And finally the boar. Actually these were in Melaka, and we didn't see them, but I heard about them first at Khir's wedding, when they came sniffing around the cooking area at the back of the house on the Friday night before I got there. It seems there were seven. I say 'were' as today's news was that one of them has been shot, to the delight of all it seems. Except me. Sentimental as I am, I can't help feel a sense of something being lost.

Friday, November 21, 2008

Onwards, Upwards

We'll be on our way northwards soon, to check the house in KL for the last time in 2008, and to see Mak - delivering a walking frame and a new gadget for checking blood pressure and other measurables. Noi will stay on in Melaka for a few days, so I'm home alone again next week. Then it's off to the other side of the world for a taste of real weather.

It's all go, to the point that I feel all gone.

Thursday, November 20, 2008

The Results

Today will be a very emotional one in a number of homes across this little island. The results of the PSLE (Primary School Leaving Examination) are out - this being the one that sorts the mutton from the lamb and sends them onward to their varied shelves. Fifi got her big news today and is pretty pleased with herself, so that's good. Fortunately they'll be lots of kids in a similar sunny situation, which is also good, but unfortunately they'll be plenty over whom dark clouds are looming, which is not so good, but it's the way things are and it's difficult to see how the world could turn otherwise.

Source records:
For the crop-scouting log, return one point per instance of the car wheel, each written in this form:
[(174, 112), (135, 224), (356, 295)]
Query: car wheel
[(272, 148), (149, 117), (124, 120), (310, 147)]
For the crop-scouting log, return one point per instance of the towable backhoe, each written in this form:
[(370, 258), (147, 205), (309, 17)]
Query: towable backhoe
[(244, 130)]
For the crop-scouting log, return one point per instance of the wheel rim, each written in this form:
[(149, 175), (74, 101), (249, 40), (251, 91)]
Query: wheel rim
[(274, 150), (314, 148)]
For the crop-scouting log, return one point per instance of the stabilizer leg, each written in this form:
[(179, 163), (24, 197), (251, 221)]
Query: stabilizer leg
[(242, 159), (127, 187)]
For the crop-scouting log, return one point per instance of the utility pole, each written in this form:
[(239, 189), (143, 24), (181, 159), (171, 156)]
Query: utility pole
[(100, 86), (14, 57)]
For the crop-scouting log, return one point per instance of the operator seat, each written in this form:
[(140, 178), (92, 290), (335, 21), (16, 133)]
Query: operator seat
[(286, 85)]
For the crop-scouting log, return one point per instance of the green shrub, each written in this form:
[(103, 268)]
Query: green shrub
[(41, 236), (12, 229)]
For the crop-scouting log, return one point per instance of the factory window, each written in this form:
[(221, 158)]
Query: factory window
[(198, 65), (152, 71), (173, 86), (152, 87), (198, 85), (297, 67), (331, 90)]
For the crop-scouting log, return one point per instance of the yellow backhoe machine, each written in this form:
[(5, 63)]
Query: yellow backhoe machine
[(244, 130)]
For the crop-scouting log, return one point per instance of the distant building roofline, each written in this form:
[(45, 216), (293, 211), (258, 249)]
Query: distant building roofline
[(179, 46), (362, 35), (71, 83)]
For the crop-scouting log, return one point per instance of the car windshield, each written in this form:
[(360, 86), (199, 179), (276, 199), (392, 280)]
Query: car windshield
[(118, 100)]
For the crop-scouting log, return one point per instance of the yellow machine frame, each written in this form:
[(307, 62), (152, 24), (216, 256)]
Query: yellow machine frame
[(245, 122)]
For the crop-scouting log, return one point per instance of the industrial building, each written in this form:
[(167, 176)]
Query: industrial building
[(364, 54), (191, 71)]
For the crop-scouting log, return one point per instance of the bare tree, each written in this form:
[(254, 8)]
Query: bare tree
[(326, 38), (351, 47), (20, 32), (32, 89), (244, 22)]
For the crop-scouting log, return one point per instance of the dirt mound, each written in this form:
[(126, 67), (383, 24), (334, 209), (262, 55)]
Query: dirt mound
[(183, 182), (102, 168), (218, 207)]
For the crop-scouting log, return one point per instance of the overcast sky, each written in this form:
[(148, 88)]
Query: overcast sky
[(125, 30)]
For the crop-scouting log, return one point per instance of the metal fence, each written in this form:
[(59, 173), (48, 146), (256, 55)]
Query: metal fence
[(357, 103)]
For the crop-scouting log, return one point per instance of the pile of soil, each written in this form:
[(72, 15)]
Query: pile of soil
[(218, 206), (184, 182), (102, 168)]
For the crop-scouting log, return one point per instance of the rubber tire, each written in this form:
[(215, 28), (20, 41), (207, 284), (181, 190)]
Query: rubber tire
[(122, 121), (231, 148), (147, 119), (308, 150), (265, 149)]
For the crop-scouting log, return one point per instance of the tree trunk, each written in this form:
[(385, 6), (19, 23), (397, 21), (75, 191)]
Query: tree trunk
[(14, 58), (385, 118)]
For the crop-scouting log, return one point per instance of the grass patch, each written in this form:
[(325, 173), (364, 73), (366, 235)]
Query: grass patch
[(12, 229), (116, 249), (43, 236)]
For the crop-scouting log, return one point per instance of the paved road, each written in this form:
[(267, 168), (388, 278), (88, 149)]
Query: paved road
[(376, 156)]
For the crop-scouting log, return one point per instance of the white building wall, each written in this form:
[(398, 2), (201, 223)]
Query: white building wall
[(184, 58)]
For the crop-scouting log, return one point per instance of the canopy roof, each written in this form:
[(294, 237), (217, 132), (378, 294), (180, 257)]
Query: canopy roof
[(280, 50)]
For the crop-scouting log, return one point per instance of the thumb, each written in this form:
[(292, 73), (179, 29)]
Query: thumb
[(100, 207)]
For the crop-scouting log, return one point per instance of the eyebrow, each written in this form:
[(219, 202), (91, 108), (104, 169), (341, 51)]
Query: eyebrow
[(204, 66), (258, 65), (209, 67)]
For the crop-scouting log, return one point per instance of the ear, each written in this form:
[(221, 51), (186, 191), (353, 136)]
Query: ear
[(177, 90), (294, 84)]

(Problem 1):
In the blog excerpt, why does the writer say there "were" seven boar instead of "are"?
(Problem 2):
Write out the part of the blog excerpt that opens with the words containing "Friday, November 21, 2008" and closes with "of real weather.".

(Response area 1):
The writer uses "were" because that day's news was that one of the boar had been shot.

(Response area 2):
Friday, November 21, 2008

Onwards, Upwards

We'll be on our way northwards soon, to check the house in KL for the last time in 2008, and to see Mak - delivering a walking frame and a new gadget for checking blood pressure and other measurables. Noi will stay on in Melaka for a few days, so I'm home alone again next week. Then it's off to the other side of the world for a taste of real weather.